## Work to do
Set down the lines below exactly as they appear, leaving out the pictures.

Segmentation dataset excerpts

****************

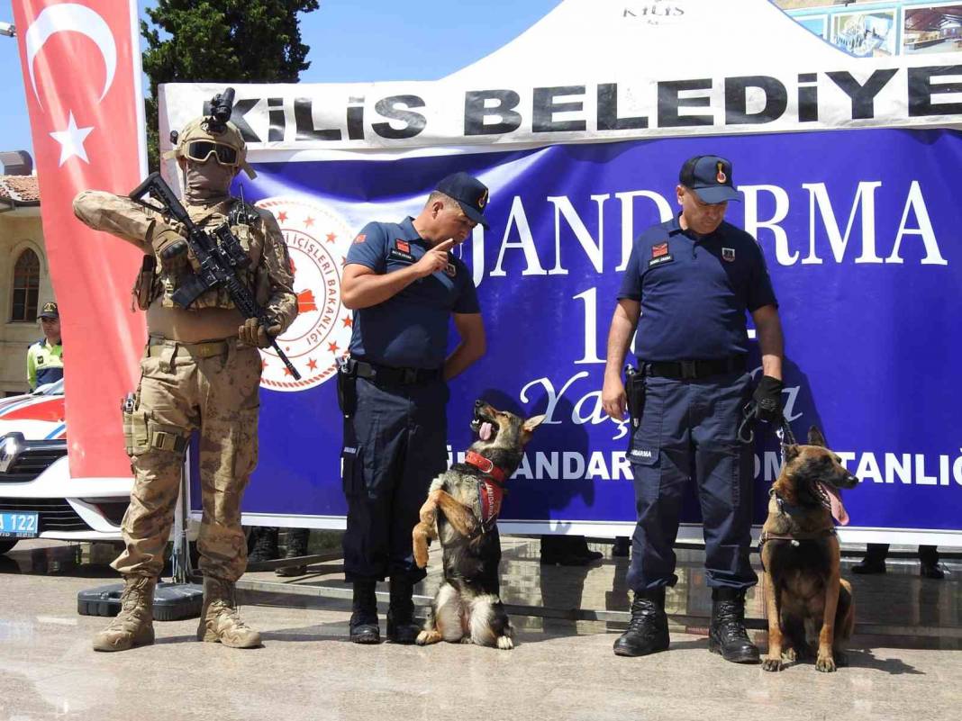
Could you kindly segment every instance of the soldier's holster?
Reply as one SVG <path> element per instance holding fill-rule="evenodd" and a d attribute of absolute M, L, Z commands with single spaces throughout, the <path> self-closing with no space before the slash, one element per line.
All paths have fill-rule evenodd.
<path fill-rule="evenodd" d="M 628 366 L 624 369 L 624 393 L 628 400 L 628 414 L 631 415 L 631 427 L 637 429 L 642 422 L 642 412 L 645 410 L 645 373 L 643 369 Z"/>
<path fill-rule="evenodd" d="M 338 359 L 338 407 L 345 418 L 350 418 L 357 410 L 357 366 L 350 359 Z"/>

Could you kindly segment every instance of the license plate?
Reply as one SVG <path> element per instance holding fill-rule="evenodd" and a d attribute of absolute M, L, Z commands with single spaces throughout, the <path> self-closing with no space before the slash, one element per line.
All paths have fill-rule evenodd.
<path fill-rule="evenodd" d="M 0 537 L 33 538 L 38 533 L 38 513 L 0 513 Z"/>

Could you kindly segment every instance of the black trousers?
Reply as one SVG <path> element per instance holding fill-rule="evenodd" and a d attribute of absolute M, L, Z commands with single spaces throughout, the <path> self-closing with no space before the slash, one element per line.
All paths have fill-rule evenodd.
<path fill-rule="evenodd" d="M 638 524 L 627 584 L 634 591 L 674 585 L 674 541 L 685 485 L 698 489 L 711 587 L 743 589 L 751 568 L 751 447 L 737 437 L 751 394 L 747 374 L 702 381 L 646 378 L 645 408 L 628 459 Z"/>
<path fill-rule="evenodd" d="M 411 534 L 428 486 L 447 468 L 448 390 L 443 381 L 375 385 L 358 378 L 342 452 L 348 581 L 424 578 Z"/>

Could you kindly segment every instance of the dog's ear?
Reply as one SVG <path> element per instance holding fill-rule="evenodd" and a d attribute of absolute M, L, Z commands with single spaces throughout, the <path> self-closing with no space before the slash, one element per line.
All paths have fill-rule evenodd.
<path fill-rule="evenodd" d="M 540 426 L 546 417 L 547 416 L 544 415 L 544 413 L 542 413 L 541 415 L 534 415 L 528 418 L 526 421 L 524 421 L 524 424 L 521 426 L 521 428 L 523 428 L 528 433 L 531 433 L 536 428 L 538 428 L 538 426 Z"/>
<path fill-rule="evenodd" d="M 828 444 L 825 443 L 825 436 L 823 435 L 822 432 L 815 426 L 808 429 L 808 445 L 822 446 L 823 448 L 828 447 Z"/>

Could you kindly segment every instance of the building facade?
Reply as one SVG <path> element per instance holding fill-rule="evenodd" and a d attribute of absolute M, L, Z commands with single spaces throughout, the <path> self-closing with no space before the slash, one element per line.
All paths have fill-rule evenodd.
<path fill-rule="evenodd" d="M 27 348 L 43 336 L 37 313 L 51 300 L 37 177 L 0 175 L 0 395 L 27 390 Z"/>

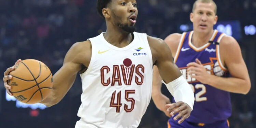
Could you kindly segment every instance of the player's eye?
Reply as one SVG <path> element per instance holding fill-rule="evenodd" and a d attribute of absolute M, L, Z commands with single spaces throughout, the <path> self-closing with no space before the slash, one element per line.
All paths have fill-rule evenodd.
<path fill-rule="evenodd" d="M 121 3 L 121 4 L 122 5 L 124 6 L 124 5 L 126 5 L 127 4 L 126 4 L 126 2 L 123 2 Z"/>
<path fill-rule="evenodd" d="M 212 15 L 212 14 L 210 13 L 207 13 L 207 15 L 211 16 L 211 15 Z"/>

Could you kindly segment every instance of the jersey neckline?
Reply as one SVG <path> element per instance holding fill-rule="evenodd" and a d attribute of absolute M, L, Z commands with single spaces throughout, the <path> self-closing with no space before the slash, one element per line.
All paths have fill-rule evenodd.
<path fill-rule="evenodd" d="M 194 45 L 191 42 L 191 40 L 192 40 L 192 37 L 194 33 L 194 31 L 191 31 L 188 36 L 188 45 L 194 50 L 196 52 L 201 51 L 204 49 L 208 47 L 208 46 L 209 46 L 210 44 L 211 44 L 210 43 L 207 42 L 205 44 L 199 47 L 197 47 L 195 46 L 195 45 Z M 213 31 L 213 33 L 212 34 L 212 37 L 210 39 L 210 40 L 211 41 L 212 41 L 214 39 L 214 38 L 215 38 L 215 37 L 216 36 L 217 33 L 218 33 L 218 31 L 217 31 L 216 30 L 214 30 L 214 31 Z"/>
<path fill-rule="evenodd" d="M 100 34 L 100 36 L 101 37 L 101 40 L 103 41 L 103 42 L 104 44 L 105 44 L 108 46 L 108 47 L 109 47 L 111 49 L 117 50 L 117 51 L 125 51 L 127 50 L 128 49 L 129 49 L 131 47 L 132 47 L 134 44 L 136 43 L 136 40 L 137 40 L 137 34 L 136 34 L 136 32 L 133 32 L 133 34 L 134 35 L 134 37 L 133 37 L 133 39 L 132 40 L 132 41 L 127 46 L 123 47 L 116 47 L 116 46 L 115 46 L 114 45 L 112 45 L 110 43 L 108 42 L 106 39 L 105 39 L 105 38 L 104 38 L 104 36 L 103 35 L 103 34 L 105 33 L 105 32 L 102 32 Z"/>

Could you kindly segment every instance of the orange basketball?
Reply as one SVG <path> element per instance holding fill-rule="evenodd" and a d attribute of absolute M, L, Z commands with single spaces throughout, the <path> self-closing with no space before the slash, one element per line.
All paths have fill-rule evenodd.
<path fill-rule="evenodd" d="M 13 78 L 8 81 L 14 97 L 28 104 L 38 103 L 45 99 L 53 87 L 53 76 L 47 66 L 38 60 L 28 59 L 14 67 L 10 74 Z"/>

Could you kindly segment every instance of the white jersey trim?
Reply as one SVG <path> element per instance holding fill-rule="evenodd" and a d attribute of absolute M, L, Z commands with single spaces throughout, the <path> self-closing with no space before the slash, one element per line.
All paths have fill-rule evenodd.
<path fill-rule="evenodd" d="M 187 32 L 183 32 L 183 33 L 182 33 L 182 35 L 181 35 L 181 39 L 180 40 L 180 42 L 179 43 L 179 46 L 178 46 L 178 48 L 177 49 L 176 53 L 175 54 L 175 56 L 174 57 L 174 63 L 176 62 L 176 61 L 177 61 L 177 59 L 178 58 L 178 57 L 179 57 L 179 55 L 180 54 L 180 51 L 181 51 L 181 47 L 182 46 L 183 43 L 184 42 L 184 38 L 186 35 L 186 33 Z"/>
<path fill-rule="evenodd" d="M 221 39 L 222 39 L 222 38 L 223 38 L 223 37 L 225 35 L 225 34 L 224 34 L 224 33 L 222 33 L 221 35 L 219 36 L 219 38 L 218 39 L 218 40 L 217 40 L 217 42 L 220 43 Z M 225 71 L 226 71 L 228 70 L 228 69 L 224 67 L 224 65 L 221 61 L 221 55 L 220 54 L 219 54 L 219 44 L 216 45 L 216 56 L 217 56 L 217 61 L 218 61 L 218 63 L 219 65 L 219 66 L 222 69 Z"/>
<path fill-rule="evenodd" d="M 91 40 L 91 38 L 88 39 L 87 40 L 90 41 L 90 43 L 91 43 L 91 59 L 90 60 L 90 63 L 89 64 L 88 67 L 87 67 L 87 69 L 84 72 L 80 74 L 80 76 L 81 77 L 83 76 L 90 72 L 90 71 L 91 69 L 91 68 L 93 67 L 92 66 L 93 65 L 93 63 L 94 63 L 94 58 L 95 58 L 95 57 L 94 57 L 94 56 L 95 56 L 95 53 L 96 53 L 94 52 L 94 51 L 95 50 L 94 50 L 95 49 L 94 48 L 94 44 L 93 44 L 93 43 L 92 43 L 92 41 L 91 41 L 90 40 Z"/>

****************

## Reply to the task
Could you kindly segment every instance of the soldier's holster?
Reply as one SVG <path> element per instance holding fill-rule="evenodd" and a d attribute of absolute M, L, Z commands with single spaces throughout, the <path> self-closing with no space before the slash, one element per line.
All paths have fill-rule evenodd.
<path fill-rule="evenodd" d="M 628 366 L 624 369 L 624 393 L 628 400 L 628 414 L 631 415 L 631 427 L 637 429 L 642 422 L 642 412 L 645 410 L 645 373 L 643 369 Z"/>
<path fill-rule="evenodd" d="M 338 359 L 338 407 L 345 418 L 350 418 L 357 410 L 357 366 L 350 359 Z"/>

Could you kindly segment every instance of the license plate?
Reply as one SVG <path> element per instance holding fill-rule="evenodd" and a d attribute of absolute M, L, Z commands with single spaces throughout, the <path> self-closing with no space before the slash, one element per line.
All paths have fill-rule evenodd.
<path fill-rule="evenodd" d="M 0 537 L 33 538 L 38 533 L 38 513 L 0 513 Z"/>

Could you kindly segment every instance of the black trousers?
Reply as one SVG <path> element per instance holding fill-rule="evenodd" and a d attribute of absolute M, L, Z commands with single spaces throughout, the <path> self-closing with no space before the slash, one element per line.
All paths have fill-rule evenodd.
<path fill-rule="evenodd" d="M 638 524 L 627 584 L 634 591 L 674 585 L 674 541 L 685 485 L 698 489 L 711 587 L 743 589 L 751 568 L 751 447 L 737 437 L 751 394 L 747 374 L 702 381 L 646 378 L 645 408 L 628 459 Z"/>
<path fill-rule="evenodd" d="M 411 534 L 428 486 L 447 468 L 448 390 L 443 381 L 375 385 L 358 378 L 342 452 L 348 581 L 424 578 Z"/>

Could you kindly segment every instance of the dog's ear?
Reply as one SVG <path> element per instance holding fill-rule="evenodd" and a d attribute of absolute M, L, Z commands with single spaces throughout, the <path> self-closing with no space before the slash, one element per line.
All paths have fill-rule evenodd.
<path fill-rule="evenodd" d="M 540 426 L 546 417 L 547 416 L 544 415 L 544 413 L 542 413 L 541 415 L 534 415 L 528 418 L 526 421 L 524 421 L 524 424 L 521 426 L 521 428 L 523 428 L 528 433 L 531 433 L 536 428 L 538 428 L 538 426 Z"/>
<path fill-rule="evenodd" d="M 828 444 L 825 443 L 825 436 L 823 435 L 822 432 L 815 426 L 808 429 L 808 445 L 822 446 L 823 448 L 828 447 Z"/>

Could you kindly segment every instance of the building facade?
Reply as one SVG <path> element per instance holding fill-rule="evenodd" and a d attribute of absolute M, L, Z commands with single spaces throughout, the <path> self-closing with no space before the slash, one element per line.
All paths have fill-rule evenodd.
<path fill-rule="evenodd" d="M 27 348 L 43 336 L 37 313 L 51 300 L 37 177 L 0 175 L 0 395 L 27 390 Z"/>

Could you kindly segment every instance of the player's eye?
Reply as one SVG <path> element per instance holding fill-rule="evenodd" and a d attribute of absolute M, L, Z commands with single spaces throughout, the <path> self-closing with no space before the slash, one element per line.
All paths have fill-rule evenodd.
<path fill-rule="evenodd" d="M 121 3 L 121 4 L 122 5 L 124 6 L 124 5 L 126 5 L 127 4 L 126 4 L 126 2 L 123 2 Z"/>
<path fill-rule="evenodd" d="M 212 15 L 212 14 L 210 13 L 207 13 L 207 15 L 211 16 L 211 15 Z"/>

Could you kindly segment every instance of the jersey neckline?
Reply as one SVG <path> element per instance holding fill-rule="evenodd" and a d attribute of absolute M, L, Z commands with single spaces throughout, the <path> self-closing with no space before the slash, one element per line.
All paths have fill-rule evenodd.
<path fill-rule="evenodd" d="M 194 45 L 191 42 L 191 40 L 192 40 L 192 37 L 194 33 L 194 31 L 191 31 L 188 36 L 188 45 L 194 50 L 196 52 L 201 51 L 204 49 L 208 47 L 208 46 L 209 46 L 210 44 L 211 44 L 210 43 L 207 42 L 205 44 L 199 47 L 197 47 L 195 46 L 195 45 Z M 213 31 L 213 33 L 212 34 L 212 37 L 210 39 L 210 40 L 211 41 L 212 41 L 214 39 L 214 38 L 215 38 L 215 37 L 216 36 L 217 33 L 218 33 L 218 31 L 217 31 L 216 30 L 214 30 L 214 31 Z"/>
<path fill-rule="evenodd" d="M 100 34 L 100 36 L 101 37 L 101 40 L 103 41 L 103 42 L 104 44 L 105 44 L 108 46 L 108 47 L 109 47 L 111 49 L 117 50 L 117 51 L 125 51 L 127 50 L 128 49 L 129 49 L 131 47 L 132 47 L 134 44 L 136 43 L 136 40 L 137 40 L 137 34 L 136 34 L 136 32 L 133 32 L 133 34 L 134 35 L 134 37 L 133 37 L 133 39 L 132 40 L 132 41 L 127 46 L 123 47 L 116 47 L 116 46 L 115 46 L 114 45 L 112 45 L 110 43 L 108 42 L 106 39 L 105 39 L 105 38 L 104 38 L 104 36 L 103 35 L 103 34 L 105 33 L 105 32 L 102 32 Z"/>

Could you kindly segment every instance of the orange basketball?
Reply as one SVG <path> element per instance holding fill-rule="evenodd" and a d attribute of absolute M, L, Z commands with single spaces throughout, the <path> self-closing with no space before the slash, one element per line.
All paths have fill-rule evenodd.
<path fill-rule="evenodd" d="M 13 78 L 8 81 L 14 97 L 28 104 L 38 103 L 45 99 L 53 87 L 53 76 L 47 66 L 38 60 L 28 59 L 14 67 L 10 74 Z"/>

Could you kindly segment every instance of the white jersey trim?
Reply as one SVG <path> element per instance holding fill-rule="evenodd" and a d attribute of absolute M, L, Z commands with single spaces throughout, the <path> self-closing with no space before the slash, one element per line.
All paths have fill-rule evenodd.
<path fill-rule="evenodd" d="M 187 32 L 183 32 L 183 33 L 182 33 L 182 35 L 181 35 L 181 39 L 180 40 L 180 42 L 179 43 L 179 46 L 178 46 L 178 48 L 177 49 L 176 53 L 175 54 L 175 56 L 174 57 L 174 63 L 176 62 L 176 61 L 177 61 L 177 59 L 178 58 L 178 57 L 179 57 L 179 55 L 180 54 L 180 51 L 181 51 L 181 47 L 182 46 L 183 43 L 184 42 L 184 38 L 186 35 L 186 33 Z"/>
<path fill-rule="evenodd" d="M 221 39 L 222 39 L 222 38 L 223 38 L 223 37 L 225 35 L 225 34 L 224 34 L 224 33 L 222 33 L 221 35 L 219 36 L 219 38 L 218 39 L 218 40 L 217 40 L 217 42 L 220 43 Z M 225 71 L 226 71 L 228 70 L 228 69 L 224 67 L 224 65 L 221 61 L 221 55 L 220 54 L 219 54 L 219 44 L 216 45 L 216 56 L 217 56 L 217 61 L 218 61 L 218 63 L 219 65 L 219 66 L 222 69 Z"/>
<path fill-rule="evenodd" d="M 91 40 L 91 38 L 88 39 L 87 40 L 90 41 L 90 43 L 91 43 L 91 59 L 90 60 L 90 63 L 89 64 L 88 67 L 87 67 L 87 69 L 84 72 L 80 74 L 80 76 L 81 77 L 83 76 L 90 72 L 90 71 L 91 69 L 91 68 L 93 67 L 92 66 L 93 65 L 93 63 L 94 63 L 94 58 L 95 58 L 95 57 L 94 57 L 94 56 L 95 56 L 95 53 L 96 53 L 94 52 L 94 51 L 95 50 L 94 50 L 95 49 L 94 48 L 94 44 L 93 44 L 93 43 L 92 43 L 92 41 L 91 41 L 90 40 Z"/>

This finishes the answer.